- [WHAT THIS TASK INVOLVES]:
Convert everything from the line containing "Target: flat rock slab" down through the line containing "M147 123L156 128L165" into a numbered list, one line per entry, with blank lines skipped. Leave out all items outside that span.

- [SOURCE MATERIAL]:
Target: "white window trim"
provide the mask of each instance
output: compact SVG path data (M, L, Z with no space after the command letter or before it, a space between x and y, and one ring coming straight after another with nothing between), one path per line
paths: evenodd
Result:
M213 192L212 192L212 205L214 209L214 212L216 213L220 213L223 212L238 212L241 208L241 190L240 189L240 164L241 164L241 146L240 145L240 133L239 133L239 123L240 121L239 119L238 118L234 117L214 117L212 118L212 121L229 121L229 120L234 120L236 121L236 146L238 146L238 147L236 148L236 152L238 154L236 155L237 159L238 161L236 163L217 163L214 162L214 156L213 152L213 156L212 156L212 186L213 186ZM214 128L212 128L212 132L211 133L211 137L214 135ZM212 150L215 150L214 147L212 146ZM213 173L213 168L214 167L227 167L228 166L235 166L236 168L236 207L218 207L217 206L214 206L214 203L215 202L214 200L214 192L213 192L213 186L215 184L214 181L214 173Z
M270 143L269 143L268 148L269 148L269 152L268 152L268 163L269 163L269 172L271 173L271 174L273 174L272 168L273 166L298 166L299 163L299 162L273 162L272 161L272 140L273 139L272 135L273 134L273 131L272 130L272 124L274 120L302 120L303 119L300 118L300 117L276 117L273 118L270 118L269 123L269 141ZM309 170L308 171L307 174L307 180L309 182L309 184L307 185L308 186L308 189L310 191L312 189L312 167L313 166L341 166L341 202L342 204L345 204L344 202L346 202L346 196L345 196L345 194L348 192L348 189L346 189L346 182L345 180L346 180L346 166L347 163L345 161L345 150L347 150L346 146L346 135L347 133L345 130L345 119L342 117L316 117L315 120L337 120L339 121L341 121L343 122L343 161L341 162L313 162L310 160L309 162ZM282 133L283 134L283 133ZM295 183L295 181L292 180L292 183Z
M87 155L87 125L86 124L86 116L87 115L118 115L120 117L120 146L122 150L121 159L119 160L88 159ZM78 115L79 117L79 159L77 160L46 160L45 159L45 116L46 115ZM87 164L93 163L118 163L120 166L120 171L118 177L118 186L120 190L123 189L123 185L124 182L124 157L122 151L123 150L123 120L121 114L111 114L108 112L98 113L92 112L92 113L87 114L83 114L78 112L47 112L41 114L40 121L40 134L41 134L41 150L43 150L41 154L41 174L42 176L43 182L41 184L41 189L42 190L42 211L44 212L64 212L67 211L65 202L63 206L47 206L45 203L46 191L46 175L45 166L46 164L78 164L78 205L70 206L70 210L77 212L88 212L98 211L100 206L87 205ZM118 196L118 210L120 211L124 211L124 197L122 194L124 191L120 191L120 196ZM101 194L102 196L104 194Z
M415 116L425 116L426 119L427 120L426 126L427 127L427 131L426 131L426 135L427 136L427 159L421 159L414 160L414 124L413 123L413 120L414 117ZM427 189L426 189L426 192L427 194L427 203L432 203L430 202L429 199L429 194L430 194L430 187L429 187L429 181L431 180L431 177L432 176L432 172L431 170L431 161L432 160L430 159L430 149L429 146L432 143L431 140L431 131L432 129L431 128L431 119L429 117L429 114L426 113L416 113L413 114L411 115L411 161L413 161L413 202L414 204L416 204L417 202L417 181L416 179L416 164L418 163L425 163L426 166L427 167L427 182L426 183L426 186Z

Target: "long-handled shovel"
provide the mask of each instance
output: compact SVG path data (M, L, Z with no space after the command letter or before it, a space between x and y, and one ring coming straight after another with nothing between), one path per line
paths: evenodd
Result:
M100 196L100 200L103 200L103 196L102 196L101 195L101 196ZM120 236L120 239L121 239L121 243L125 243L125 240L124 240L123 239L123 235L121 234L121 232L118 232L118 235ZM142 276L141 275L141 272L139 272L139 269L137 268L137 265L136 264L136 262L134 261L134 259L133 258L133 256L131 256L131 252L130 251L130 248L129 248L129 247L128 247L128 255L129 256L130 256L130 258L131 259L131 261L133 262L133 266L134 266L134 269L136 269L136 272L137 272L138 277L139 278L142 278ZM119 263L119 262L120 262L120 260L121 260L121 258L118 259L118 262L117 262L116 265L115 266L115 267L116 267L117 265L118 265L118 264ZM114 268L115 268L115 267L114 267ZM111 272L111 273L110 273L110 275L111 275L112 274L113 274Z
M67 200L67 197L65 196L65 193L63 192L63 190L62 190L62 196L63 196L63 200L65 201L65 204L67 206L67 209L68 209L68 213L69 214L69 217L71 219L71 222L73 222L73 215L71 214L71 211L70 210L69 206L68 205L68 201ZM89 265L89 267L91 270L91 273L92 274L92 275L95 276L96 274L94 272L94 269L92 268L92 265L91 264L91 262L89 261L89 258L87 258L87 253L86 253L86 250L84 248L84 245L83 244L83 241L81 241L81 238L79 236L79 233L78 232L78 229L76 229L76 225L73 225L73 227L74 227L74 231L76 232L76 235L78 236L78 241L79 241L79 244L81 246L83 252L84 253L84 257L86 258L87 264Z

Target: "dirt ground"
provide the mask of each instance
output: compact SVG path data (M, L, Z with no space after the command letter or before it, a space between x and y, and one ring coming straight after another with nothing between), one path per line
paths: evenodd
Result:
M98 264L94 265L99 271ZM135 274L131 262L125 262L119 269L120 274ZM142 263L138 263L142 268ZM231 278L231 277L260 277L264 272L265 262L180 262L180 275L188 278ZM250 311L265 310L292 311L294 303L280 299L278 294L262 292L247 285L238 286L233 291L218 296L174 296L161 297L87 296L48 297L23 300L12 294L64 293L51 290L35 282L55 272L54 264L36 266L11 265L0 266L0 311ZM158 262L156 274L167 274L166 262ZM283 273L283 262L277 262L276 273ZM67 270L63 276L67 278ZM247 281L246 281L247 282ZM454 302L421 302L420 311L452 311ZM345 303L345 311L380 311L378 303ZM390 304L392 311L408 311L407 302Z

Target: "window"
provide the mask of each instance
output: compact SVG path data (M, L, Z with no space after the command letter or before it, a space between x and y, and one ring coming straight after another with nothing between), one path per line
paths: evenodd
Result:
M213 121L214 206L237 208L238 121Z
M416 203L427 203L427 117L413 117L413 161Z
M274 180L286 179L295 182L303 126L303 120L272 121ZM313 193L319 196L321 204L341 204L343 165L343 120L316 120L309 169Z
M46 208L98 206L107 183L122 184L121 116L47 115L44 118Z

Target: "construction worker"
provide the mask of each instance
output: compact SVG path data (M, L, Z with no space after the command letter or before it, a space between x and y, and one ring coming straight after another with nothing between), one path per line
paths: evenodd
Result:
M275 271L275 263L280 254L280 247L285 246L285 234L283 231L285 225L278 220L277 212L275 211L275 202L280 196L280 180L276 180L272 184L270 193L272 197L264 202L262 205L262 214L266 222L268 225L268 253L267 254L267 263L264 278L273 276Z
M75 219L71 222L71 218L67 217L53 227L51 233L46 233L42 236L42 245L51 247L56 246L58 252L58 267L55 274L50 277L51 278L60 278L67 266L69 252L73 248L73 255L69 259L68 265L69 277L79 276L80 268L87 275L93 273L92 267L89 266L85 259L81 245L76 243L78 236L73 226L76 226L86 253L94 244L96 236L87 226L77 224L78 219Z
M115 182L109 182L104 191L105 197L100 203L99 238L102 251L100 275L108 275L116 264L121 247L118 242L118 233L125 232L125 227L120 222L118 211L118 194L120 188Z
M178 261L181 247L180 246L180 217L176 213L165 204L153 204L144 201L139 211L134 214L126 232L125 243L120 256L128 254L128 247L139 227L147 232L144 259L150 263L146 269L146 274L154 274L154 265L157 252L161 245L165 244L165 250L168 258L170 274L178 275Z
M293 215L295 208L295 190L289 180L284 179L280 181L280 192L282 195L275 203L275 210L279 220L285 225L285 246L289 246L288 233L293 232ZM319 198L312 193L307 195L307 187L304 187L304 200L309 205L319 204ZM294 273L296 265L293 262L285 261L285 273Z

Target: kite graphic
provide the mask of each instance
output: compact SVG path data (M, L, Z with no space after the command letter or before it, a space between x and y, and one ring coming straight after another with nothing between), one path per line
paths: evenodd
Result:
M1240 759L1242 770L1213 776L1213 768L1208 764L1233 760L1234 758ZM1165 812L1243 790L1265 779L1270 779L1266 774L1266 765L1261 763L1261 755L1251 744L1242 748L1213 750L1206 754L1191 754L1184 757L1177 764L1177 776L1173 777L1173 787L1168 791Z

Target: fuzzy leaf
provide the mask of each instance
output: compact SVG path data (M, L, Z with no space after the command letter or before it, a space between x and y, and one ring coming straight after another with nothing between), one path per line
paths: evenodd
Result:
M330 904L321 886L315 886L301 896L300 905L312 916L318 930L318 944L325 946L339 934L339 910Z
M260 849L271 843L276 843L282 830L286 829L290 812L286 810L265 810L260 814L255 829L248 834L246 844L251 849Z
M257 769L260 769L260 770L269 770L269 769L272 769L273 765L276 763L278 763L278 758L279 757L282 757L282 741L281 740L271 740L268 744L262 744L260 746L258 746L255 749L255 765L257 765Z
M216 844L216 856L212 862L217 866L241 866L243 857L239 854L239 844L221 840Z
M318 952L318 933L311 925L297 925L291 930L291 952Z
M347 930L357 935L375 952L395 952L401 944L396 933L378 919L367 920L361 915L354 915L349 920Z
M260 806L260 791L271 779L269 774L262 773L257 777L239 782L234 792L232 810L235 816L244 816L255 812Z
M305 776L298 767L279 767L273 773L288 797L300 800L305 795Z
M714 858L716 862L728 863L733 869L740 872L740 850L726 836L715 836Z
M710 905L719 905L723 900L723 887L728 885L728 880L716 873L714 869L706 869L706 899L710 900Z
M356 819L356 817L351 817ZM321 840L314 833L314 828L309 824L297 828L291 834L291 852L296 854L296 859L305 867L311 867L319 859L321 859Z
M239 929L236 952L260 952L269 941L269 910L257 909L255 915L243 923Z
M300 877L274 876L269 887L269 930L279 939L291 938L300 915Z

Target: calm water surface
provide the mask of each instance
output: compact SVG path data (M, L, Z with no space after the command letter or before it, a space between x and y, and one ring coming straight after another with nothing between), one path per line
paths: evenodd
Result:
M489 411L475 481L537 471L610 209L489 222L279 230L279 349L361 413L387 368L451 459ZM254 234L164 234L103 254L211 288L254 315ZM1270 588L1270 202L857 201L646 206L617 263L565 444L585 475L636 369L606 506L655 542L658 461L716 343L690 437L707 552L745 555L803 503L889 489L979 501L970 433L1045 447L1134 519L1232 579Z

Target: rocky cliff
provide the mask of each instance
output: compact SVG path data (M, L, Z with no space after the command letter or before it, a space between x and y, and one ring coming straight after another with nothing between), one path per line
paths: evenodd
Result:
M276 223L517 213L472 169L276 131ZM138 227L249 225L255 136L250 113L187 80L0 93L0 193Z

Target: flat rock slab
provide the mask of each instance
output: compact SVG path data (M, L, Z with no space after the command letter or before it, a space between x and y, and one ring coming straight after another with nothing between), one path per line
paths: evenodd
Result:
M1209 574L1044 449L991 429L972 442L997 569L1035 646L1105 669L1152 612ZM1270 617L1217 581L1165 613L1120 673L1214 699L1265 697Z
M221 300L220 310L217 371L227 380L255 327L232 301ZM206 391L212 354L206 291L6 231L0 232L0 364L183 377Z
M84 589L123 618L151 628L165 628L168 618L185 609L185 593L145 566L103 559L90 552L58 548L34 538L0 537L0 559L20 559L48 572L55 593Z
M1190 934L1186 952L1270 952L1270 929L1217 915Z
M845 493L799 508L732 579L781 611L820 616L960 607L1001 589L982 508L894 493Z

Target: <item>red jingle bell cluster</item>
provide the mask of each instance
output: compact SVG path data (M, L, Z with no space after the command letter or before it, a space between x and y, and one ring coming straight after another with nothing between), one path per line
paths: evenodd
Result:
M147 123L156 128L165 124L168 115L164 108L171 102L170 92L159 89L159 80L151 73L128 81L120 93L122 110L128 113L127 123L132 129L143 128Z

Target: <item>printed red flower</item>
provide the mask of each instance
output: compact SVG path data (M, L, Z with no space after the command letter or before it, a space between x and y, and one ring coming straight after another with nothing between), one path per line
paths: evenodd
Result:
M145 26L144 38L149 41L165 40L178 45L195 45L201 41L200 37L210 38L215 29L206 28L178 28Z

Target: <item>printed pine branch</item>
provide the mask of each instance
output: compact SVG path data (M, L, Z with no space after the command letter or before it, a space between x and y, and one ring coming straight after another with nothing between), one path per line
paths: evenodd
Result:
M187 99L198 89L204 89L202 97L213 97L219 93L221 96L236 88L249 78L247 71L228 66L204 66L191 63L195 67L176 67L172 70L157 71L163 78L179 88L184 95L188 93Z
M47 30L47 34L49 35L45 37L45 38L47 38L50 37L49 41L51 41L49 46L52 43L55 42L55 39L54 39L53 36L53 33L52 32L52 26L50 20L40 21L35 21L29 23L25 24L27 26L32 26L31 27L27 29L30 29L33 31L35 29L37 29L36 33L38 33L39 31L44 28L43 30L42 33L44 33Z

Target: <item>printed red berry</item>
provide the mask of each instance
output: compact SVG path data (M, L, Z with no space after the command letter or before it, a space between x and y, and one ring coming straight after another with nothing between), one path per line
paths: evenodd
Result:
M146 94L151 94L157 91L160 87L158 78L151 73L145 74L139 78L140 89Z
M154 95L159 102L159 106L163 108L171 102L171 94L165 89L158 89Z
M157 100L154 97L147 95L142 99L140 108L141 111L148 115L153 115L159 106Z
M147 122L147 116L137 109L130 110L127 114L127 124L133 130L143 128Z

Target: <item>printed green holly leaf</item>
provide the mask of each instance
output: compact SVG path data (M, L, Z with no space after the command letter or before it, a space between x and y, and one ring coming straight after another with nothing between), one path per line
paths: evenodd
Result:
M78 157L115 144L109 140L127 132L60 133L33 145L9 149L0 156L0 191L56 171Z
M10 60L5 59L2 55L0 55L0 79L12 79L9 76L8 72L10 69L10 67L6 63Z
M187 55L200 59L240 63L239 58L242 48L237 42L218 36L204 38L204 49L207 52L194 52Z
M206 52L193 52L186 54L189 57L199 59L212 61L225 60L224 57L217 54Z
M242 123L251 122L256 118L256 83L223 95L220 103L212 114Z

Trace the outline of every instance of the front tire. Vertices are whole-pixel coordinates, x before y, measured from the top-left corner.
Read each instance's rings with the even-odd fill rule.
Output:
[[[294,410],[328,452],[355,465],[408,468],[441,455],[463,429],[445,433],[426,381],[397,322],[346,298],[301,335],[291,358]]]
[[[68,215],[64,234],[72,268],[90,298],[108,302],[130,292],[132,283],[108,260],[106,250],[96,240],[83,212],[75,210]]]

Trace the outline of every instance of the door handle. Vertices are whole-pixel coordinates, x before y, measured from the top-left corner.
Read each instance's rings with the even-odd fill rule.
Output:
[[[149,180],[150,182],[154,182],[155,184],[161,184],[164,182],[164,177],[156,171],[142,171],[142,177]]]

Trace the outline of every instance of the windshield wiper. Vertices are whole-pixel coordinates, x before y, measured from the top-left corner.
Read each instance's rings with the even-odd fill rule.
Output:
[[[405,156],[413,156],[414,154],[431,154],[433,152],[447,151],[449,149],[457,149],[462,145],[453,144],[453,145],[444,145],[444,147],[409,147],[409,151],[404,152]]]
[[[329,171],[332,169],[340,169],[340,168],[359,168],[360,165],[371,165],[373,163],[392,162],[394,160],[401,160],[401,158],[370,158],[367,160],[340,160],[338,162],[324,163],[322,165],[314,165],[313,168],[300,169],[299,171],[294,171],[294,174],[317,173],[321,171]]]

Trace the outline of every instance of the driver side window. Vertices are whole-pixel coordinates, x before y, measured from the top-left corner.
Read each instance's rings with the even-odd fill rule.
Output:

- [EXERCISE OUTPUT]:
1. Target: flat rock slab
2. provide the mask of each instance
3. output: compact SVG path data (M, L, Z with no space after the command letter or before it, a space between x and y, and one ring coming straight after another with nothing between), one path per line
4. paths: evenodd
5. Result:
6. M1209 574L1044 449L991 429L972 442L997 569L1035 646L1105 669L1152 612ZM1270 617L1217 581L1165 613L1120 673L1214 699L1265 697Z
7. M221 300L220 310L217 371L227 380L255 327L232 301ZM206 391L212 354L206 291L6 231L0 232L0 364L183 377Z
8. M84 589L123 618L151 628L165 628L168 618L185 609L185 593L145 566L103 559L90 552L58 548L34 538L0 537L0 559L20 559L48 572L55 593Z
9. M1190 934L1186 952L1270 952L1270 929L1217 915Z
10. M845 493L799 508L732 579L781 611L820 616L960 607L1001 589L982 508L894 493Z
11. Target: <item>red jingle bell cluster</item>
12. provide the mask of each instance
13. output: compact SVG path data (M, L, Z with no space after the command letter or before it, a space between x and y, and one ring coming straight after another with nothing between), one path per line
14. paths: evenodd
15. Result:
16. M147 123L156 128L165 124L168 115L164 108L171 102L170 92L159 89L159 80L151 73L128 81L120 93L122 110L128 113L127 123L132 129L143 128Z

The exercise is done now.